4 Feb 2013

Car park skeleton confirmed as Richard III

Researchers from the University of Leicester confirm that a skeleton found under a car park is that of King Richard III following extensive testing.

The true face of Richard III? (Getty)

A series of papers presented at a news conference earlier detailed the highly-anticipated results of tests carried out on a skeleton thought to belong to Richard III, who died in battle more than 500 years ago.

Richard Buckley, dig project leader, said: “It is the academic conclusion that beyond reasonable doubt, the individual exhumed at Grey Friars in September 2011 is King Richard III – the last Plantagenet king of England.”

After suffering at least two fatal head wounds, tests on his skull and body reveal he was brutally hacked after falling and dying during combat in 1485. Richard was cut down at the bloody Battle of Bosworth Field, ending the Wars of the Roses and leaving Henry VII as the new king and first of the Tudor dynasty.

During Monday's presentation, investigators thanked Channel 4 for the role it played in solving the mystery. The documentary Richard III: The King in the Car Park airs tonight at 9pm followed at 10.35pm by a live online Q&A with Philippa Langley, member of the Richard III society, and Professor Lin Foxhall, Head of the School of Archaeology and Ancient History at the University of Leicester.

Philippa Langley, from the Richard III Society, said: “The men who knew him said he was ‘the most famous prince of best memory’.

“When he fell he was stripped naked and his scoliosis (curved spine) became known and was used to denigrate him.

“Today, we find the idea of using physical disability against a person as abhorrent. Let this now be a break from the Tudor medieval mindset.”

DNA recovered from the remains, radio-carbon dating, battlefield wounds found on the skeleton, and the link between what was found during the dig and what was mentioned in documentary sources from the period, combined to allow Leicester University academics to today conclude the identity was “beyond reasonable doubt”.

It was also confirmed the remains will be interred at a ceremony in Leicester cathedral.

‘Humiliation’ injuries

Four years ago a fund-raising drive by the Richard III Society embarked on a push to finally uncover the truth of his final resting place, by making an archaeological dig on the site of the friary – a modern-day city council car park.

Archaeologists from the University of Leicester recovered a body which showed signs of battle injuries including 10 separate wounds, and scoliosis, in tune with historic accounts of the monarch. Significant weight was placed on the DNA evidence, linking Richard to a living descendant, Michael Ibsen, through the female line of Anne of York.

> _Extracted data_

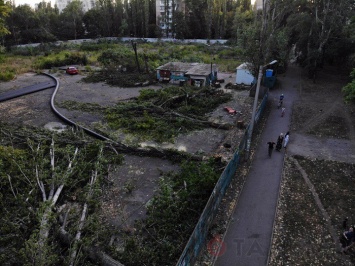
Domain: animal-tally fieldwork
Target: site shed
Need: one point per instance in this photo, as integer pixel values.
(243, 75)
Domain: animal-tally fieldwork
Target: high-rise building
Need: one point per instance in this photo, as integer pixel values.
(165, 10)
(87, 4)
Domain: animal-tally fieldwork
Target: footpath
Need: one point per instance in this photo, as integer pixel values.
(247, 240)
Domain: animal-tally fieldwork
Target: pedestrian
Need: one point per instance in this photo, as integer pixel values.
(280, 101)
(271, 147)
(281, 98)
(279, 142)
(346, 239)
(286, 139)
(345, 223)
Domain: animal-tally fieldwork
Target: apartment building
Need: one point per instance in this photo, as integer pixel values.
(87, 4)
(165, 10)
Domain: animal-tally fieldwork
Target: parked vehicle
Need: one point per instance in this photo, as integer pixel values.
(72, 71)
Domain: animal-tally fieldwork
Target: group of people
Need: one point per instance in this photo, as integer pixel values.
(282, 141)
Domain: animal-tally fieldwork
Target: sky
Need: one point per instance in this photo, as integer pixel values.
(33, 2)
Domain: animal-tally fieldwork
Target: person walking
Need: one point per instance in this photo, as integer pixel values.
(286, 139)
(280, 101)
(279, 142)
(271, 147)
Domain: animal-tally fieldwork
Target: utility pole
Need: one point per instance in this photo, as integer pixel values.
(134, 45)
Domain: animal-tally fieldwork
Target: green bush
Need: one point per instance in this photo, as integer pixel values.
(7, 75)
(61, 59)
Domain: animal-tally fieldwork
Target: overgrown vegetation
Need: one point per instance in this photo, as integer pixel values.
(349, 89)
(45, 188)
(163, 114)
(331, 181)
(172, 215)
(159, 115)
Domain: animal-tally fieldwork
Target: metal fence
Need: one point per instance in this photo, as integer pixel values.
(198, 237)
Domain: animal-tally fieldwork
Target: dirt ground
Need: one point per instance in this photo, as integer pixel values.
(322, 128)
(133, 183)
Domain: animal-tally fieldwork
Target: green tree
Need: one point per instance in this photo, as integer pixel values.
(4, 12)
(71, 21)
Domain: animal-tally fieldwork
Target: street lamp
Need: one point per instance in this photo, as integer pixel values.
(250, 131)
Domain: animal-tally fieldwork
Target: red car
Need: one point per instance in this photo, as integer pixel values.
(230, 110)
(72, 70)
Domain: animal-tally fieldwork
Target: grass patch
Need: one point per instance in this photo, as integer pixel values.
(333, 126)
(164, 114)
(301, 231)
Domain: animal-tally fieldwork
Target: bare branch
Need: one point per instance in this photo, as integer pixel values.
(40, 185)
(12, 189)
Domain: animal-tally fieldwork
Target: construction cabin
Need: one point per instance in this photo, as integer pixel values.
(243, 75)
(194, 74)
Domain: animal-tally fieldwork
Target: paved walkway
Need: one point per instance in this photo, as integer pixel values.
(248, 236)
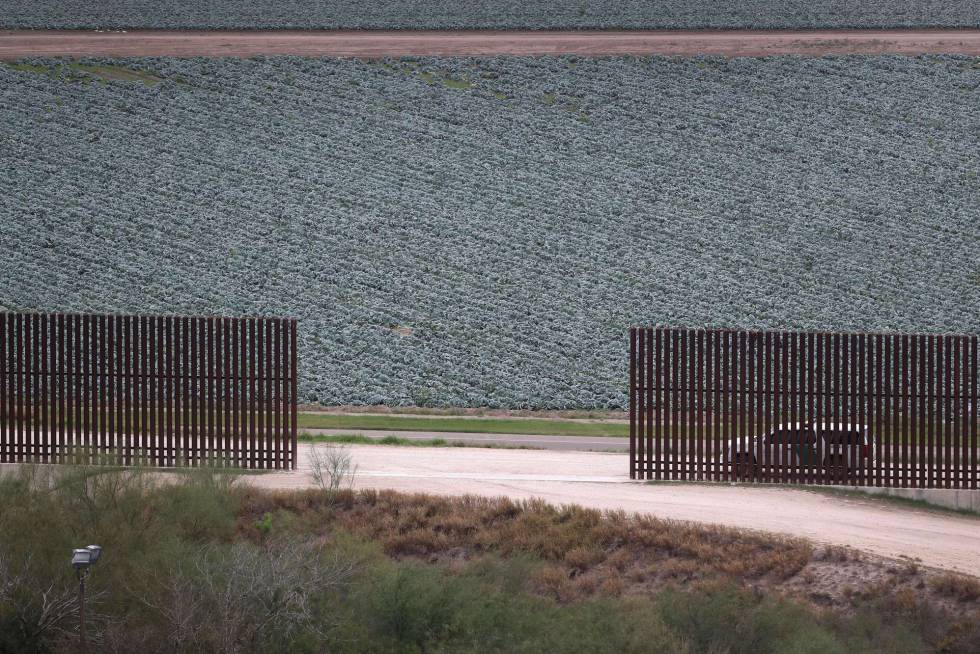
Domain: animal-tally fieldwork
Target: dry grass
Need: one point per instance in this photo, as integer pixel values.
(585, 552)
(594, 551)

> _Aim of the task_
In the article about the skeleton found under a car park, how many separate wounds did the recovered body show?

> _Response box_
The body showed 10 separate wounds.